Problems
**a)** Translate this sentence from the IOMMU identity mapping email into French: "Identity mapping for IOMMU defines a single domain to 1:1 map all pci devices to all usable memory."
**b)** In the IOMMU identity mapping email, what is the default value of the variable that the first patch defines?

Document extract
↓
Subject: Re: [PATCH 1/2] IOMMU Identity Mapping Support:
 iommu_identity_mapping definition
From: David Woodhouse <dwmw2@infradead.org>
To: Chris Wright <chrisw@sous-sol.org>
Cc: Fenghua Yu <fenghua.yu@intel.com>,
       "'Linus Torvalds'" <torvalds@linux-foundation.org>,
       "'Stephen Rothwell'" <sfr@canb.auug.org.au>,
       "'Andrew Morton'" <akpm@linux-foundation.org>,
       "'Ingo Molnar'" <mingo@elte.hu>,
       "'Christopher Wright'" <chrisw@redhat.com>,
       "'Allen Kay'" <allen.m.kay@intel.com>,
       "'iommu'" <iommu@lists.linux-foundation.org>,
       "'lkml'" <linux-kernel@vger.kernel.org>
In-Reply-To: <20090618181335.GB19771@sequoia.sous-sol.org>
References: <20090327212241.234500000@intel.com>
	 <20090327212321.070229000@intel.com>
	 <20090416001957.GA1527@linux-os.sc.intel.com>
	 <1240135508.3589.75.camel@macbook.infradead.org>
	 <A6AD88C3F2289247BE726C37303E1EB8A4DF7DB1@orsmsx505.amr.corp.intel.com>
	 <20090513231351.GA22386@linux-os.sc.intel.com>
	 <1242314271.3393.11.camel@macbook.infradead.org>
	 <20090514175944.GA5168@linux-os.sc.intel.com>
	 <20090618180514.GA24082@linux-os.sc.intel.com>
	 <20090618181335.GB19771@sequoia.sous-sol.org>
Content-Type: text/plain
Date: Sat, 04 Jul 2009 19:40:18 +0100
Message-Id: <1246732818.3892.446.camel@macbook.infradead.org>
Mime-Version: 1.0
Content-Transfer-Encoding: 7bit
Sender: linux-kernel-owner@vger.kernel.org
Content-Length: 5740
Lines: 131

On Thu, 2009-06-18 at 11:13 -0700, Chris Wright wrote:
> * Fenghua Yu (fenghua.yu@intel.com) wrote:
> > IOMMU Identity Mapping Support: iommu_identity_mapping definition
> > 
> > Identity mapping for IOMMU defines a single domain to 1:1 map all pci devices
> > to all usable memory.
> > 
> > This will reduces map/unmap overhead in DMA API's and improve IOMMU performance.
> > On 10Gb network cards, Netperf shows no performance degradation compared to
> > non-IOMMU performance.
> > 
> > This method may lose some of DMA remapping benefits like isolation.
> > 
> > The first patch defines iommu_identity_mapping varialbe which controls the
> > identity mapping code and is 0 by default.
> 
> The only real difference between "pt" and "identity" is hardware support.
> We should have a single value we don't have to tell users to do different
> things depending on their hardware (they won't even know what they have)
↑
Supplied data
↓
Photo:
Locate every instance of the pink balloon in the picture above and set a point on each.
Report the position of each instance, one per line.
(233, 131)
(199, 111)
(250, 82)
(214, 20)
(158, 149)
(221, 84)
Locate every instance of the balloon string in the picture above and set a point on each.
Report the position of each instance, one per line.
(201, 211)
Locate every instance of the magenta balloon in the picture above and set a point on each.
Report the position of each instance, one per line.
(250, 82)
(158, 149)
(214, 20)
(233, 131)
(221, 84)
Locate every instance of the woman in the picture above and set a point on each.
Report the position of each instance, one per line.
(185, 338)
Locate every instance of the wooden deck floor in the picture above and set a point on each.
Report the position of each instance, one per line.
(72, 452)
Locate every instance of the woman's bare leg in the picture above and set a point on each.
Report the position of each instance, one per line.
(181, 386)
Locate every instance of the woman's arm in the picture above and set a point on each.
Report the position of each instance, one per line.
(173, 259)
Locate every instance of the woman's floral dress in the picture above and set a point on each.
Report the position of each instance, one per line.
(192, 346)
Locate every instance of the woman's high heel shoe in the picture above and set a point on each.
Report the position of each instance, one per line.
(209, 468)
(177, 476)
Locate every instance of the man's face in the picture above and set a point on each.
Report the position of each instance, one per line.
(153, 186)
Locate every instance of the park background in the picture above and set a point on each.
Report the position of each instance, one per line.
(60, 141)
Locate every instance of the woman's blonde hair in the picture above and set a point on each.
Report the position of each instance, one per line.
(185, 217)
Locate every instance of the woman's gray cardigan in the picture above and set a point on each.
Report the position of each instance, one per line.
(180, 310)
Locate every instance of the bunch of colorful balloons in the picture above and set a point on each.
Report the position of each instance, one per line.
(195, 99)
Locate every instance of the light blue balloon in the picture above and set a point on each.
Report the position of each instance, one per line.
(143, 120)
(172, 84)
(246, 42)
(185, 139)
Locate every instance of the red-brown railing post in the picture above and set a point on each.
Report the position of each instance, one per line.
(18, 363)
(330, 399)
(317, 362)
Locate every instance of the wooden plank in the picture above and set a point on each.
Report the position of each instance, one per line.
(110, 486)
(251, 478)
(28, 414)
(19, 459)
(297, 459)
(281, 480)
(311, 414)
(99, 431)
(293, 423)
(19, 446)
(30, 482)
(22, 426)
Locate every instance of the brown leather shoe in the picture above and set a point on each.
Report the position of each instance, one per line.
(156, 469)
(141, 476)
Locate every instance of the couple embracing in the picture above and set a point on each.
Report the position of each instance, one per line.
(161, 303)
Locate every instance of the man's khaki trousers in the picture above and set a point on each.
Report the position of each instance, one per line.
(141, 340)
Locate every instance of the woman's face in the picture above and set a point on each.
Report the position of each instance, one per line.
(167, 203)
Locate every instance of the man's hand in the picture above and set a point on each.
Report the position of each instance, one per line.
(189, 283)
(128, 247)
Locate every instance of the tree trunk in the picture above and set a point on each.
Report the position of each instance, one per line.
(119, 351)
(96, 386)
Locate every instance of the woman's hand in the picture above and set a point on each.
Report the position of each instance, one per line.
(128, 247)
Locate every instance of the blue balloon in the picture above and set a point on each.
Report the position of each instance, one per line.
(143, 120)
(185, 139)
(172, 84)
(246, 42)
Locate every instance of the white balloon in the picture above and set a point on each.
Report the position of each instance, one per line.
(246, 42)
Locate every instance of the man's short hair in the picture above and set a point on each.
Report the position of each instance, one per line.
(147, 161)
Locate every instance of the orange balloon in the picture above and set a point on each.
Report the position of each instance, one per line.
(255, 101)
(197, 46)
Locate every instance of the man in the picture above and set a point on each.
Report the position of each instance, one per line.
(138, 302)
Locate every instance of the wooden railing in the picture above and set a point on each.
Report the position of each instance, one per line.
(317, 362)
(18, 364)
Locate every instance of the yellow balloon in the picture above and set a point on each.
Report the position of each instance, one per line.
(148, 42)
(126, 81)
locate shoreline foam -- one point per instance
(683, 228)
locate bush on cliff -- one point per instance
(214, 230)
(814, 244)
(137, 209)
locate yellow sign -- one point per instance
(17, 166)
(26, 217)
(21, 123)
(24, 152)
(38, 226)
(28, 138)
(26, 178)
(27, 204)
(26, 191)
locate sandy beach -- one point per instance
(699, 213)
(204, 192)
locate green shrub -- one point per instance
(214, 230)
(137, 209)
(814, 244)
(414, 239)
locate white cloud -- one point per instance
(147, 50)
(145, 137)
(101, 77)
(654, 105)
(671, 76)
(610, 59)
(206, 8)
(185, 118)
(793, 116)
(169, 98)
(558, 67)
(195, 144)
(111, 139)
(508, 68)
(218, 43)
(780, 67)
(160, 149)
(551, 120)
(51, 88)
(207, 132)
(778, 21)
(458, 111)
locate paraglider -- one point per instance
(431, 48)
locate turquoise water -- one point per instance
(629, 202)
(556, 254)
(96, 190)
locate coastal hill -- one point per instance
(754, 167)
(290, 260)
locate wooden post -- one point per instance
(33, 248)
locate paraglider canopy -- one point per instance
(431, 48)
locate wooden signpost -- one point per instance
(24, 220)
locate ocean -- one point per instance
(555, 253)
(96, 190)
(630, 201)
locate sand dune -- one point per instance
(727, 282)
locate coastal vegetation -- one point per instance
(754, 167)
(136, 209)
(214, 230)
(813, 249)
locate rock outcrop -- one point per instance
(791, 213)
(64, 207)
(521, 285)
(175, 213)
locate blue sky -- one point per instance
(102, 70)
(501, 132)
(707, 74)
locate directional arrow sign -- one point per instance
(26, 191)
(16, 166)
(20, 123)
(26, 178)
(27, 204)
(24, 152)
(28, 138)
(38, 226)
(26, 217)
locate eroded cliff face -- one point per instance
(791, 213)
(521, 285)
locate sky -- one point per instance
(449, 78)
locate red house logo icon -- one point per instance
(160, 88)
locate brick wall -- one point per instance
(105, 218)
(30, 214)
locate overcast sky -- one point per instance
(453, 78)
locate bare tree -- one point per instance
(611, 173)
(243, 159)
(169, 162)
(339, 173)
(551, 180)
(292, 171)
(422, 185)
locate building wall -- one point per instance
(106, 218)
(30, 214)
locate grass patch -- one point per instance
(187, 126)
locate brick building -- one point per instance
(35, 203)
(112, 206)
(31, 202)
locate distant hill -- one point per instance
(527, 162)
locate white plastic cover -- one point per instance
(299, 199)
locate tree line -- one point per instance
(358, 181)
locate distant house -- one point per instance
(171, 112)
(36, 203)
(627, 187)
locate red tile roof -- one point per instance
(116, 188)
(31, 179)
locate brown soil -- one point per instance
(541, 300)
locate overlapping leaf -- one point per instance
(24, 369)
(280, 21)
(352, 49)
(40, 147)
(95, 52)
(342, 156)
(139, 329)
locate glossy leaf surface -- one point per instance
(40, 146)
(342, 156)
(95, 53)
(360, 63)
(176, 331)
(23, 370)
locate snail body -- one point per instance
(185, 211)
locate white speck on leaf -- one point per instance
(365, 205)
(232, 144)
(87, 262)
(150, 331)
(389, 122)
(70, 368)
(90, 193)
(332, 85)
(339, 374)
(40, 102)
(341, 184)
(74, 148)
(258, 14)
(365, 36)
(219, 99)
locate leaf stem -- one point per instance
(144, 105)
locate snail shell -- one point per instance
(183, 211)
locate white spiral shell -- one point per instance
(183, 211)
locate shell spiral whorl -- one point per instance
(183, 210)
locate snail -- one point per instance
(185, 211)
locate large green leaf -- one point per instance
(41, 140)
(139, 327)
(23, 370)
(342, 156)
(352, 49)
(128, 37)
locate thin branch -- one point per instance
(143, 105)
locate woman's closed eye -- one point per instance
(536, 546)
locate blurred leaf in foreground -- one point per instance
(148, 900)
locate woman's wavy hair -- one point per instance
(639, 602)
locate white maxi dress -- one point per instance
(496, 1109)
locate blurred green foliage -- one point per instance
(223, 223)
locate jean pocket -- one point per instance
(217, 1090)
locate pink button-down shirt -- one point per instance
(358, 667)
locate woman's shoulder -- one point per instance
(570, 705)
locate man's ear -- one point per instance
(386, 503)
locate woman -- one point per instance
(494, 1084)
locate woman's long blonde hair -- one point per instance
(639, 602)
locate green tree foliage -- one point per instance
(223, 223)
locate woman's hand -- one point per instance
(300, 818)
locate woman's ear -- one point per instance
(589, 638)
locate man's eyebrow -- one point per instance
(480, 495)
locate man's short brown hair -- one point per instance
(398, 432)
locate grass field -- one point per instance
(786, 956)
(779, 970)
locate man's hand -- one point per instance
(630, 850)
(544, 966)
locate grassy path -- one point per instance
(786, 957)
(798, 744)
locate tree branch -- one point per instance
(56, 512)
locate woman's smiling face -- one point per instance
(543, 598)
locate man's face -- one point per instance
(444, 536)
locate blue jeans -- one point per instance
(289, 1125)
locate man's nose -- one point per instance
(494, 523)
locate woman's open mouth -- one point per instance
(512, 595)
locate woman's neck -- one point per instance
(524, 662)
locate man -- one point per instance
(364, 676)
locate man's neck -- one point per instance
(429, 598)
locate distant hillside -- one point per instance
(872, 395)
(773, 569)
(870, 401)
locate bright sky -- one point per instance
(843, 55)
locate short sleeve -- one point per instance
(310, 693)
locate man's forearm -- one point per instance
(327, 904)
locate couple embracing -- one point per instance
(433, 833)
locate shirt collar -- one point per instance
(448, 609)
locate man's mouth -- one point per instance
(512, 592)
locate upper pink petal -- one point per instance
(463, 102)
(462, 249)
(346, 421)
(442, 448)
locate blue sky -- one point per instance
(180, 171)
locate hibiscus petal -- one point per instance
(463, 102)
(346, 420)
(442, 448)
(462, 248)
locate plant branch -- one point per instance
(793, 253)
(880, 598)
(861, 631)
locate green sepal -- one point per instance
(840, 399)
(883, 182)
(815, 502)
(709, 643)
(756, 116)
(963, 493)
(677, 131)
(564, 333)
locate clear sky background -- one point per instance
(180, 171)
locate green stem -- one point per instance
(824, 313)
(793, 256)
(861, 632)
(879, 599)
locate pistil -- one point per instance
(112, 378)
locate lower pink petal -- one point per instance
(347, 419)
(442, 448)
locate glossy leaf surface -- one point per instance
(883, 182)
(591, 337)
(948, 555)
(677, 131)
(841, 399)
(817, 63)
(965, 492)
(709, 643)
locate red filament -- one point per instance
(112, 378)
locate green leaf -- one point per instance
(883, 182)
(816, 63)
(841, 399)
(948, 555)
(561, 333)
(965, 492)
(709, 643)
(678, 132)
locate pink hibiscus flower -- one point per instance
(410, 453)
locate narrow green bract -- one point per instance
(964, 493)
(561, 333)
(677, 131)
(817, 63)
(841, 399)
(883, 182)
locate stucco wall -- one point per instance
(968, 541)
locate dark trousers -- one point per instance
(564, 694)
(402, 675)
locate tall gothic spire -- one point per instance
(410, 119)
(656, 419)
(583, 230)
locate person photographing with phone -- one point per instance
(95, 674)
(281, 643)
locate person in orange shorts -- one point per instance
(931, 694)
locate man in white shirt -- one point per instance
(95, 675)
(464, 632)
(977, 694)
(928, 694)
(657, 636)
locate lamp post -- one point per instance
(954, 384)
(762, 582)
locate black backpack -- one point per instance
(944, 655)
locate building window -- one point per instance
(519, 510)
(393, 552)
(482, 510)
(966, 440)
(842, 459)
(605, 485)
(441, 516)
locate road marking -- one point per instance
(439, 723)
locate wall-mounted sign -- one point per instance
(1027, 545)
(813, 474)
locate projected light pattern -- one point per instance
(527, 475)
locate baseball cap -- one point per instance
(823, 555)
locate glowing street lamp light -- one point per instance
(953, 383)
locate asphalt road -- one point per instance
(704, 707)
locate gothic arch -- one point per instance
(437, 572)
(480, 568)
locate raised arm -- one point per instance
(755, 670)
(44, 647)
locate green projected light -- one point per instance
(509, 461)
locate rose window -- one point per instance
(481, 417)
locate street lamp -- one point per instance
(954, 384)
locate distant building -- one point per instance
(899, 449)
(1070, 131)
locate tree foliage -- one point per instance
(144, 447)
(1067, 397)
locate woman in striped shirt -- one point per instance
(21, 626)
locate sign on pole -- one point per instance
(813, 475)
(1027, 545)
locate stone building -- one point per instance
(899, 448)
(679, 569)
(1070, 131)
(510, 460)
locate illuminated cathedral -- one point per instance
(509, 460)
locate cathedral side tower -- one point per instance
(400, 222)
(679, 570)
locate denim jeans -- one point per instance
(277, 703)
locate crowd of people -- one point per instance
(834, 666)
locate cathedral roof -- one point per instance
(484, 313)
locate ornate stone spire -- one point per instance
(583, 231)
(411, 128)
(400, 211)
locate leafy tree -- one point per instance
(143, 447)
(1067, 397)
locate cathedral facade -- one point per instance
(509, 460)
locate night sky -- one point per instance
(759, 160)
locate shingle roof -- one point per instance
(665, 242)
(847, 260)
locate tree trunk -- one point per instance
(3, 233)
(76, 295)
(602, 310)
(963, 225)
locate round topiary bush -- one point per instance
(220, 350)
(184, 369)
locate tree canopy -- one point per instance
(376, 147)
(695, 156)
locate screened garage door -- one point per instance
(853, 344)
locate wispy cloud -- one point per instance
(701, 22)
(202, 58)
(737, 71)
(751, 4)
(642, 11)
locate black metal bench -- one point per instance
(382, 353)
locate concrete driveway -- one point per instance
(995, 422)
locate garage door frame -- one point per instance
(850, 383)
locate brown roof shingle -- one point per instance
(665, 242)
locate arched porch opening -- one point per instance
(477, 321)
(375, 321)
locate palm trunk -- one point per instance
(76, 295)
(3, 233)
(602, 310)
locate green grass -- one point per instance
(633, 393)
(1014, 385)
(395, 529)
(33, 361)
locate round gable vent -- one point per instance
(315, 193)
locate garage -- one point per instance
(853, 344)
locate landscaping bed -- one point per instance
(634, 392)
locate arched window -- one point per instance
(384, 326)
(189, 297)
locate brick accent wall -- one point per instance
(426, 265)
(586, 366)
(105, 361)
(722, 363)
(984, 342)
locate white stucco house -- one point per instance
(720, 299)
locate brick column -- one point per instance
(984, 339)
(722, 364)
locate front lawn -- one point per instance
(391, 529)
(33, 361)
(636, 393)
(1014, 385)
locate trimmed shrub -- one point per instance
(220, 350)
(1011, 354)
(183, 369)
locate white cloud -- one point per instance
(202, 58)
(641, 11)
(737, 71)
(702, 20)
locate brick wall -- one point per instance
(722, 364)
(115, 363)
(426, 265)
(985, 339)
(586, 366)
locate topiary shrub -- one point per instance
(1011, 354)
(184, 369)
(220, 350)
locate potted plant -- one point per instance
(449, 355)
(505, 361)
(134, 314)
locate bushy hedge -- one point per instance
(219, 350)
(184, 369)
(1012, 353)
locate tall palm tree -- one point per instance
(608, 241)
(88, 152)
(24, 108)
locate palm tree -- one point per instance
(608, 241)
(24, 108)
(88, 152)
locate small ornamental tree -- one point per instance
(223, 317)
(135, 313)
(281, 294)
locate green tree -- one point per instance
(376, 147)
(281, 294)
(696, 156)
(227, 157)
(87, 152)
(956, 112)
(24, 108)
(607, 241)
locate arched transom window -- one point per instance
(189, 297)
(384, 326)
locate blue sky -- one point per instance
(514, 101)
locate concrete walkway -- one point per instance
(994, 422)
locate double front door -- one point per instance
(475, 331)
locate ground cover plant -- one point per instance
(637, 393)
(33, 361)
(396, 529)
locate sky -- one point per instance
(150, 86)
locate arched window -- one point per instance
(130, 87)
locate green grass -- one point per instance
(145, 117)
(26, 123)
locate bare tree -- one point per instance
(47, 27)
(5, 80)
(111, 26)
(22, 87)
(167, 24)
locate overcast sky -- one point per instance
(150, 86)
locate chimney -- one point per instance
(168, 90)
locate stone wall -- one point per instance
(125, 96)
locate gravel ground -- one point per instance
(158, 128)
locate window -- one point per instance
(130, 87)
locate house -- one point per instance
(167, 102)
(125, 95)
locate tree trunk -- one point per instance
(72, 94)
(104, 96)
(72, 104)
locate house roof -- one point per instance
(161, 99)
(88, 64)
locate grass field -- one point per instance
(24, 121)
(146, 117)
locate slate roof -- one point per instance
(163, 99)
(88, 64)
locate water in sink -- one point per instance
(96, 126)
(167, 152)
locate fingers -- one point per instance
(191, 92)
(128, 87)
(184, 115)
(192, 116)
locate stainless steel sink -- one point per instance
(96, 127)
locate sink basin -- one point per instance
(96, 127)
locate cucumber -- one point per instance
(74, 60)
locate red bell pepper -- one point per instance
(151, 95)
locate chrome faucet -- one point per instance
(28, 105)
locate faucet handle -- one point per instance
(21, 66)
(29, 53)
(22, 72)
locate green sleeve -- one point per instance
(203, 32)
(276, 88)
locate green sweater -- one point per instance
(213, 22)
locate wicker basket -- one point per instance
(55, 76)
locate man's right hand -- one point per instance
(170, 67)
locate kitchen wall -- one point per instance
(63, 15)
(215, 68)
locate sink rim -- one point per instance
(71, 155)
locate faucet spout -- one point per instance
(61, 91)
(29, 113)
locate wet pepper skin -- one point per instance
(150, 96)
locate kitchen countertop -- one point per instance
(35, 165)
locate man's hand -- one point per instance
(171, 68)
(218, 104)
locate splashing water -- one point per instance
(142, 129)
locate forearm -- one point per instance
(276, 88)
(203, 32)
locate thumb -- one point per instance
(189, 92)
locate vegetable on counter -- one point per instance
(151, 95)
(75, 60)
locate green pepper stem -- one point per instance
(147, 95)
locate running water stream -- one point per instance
↑
Outputs for the tasks
**a)** Le mappage d'identité pour l'IOMMU définit un domaine unique qui mappe en 1:1 tous les périphériques PCI sur toute la mémoire utilisable.

**b)** It is 0 by default.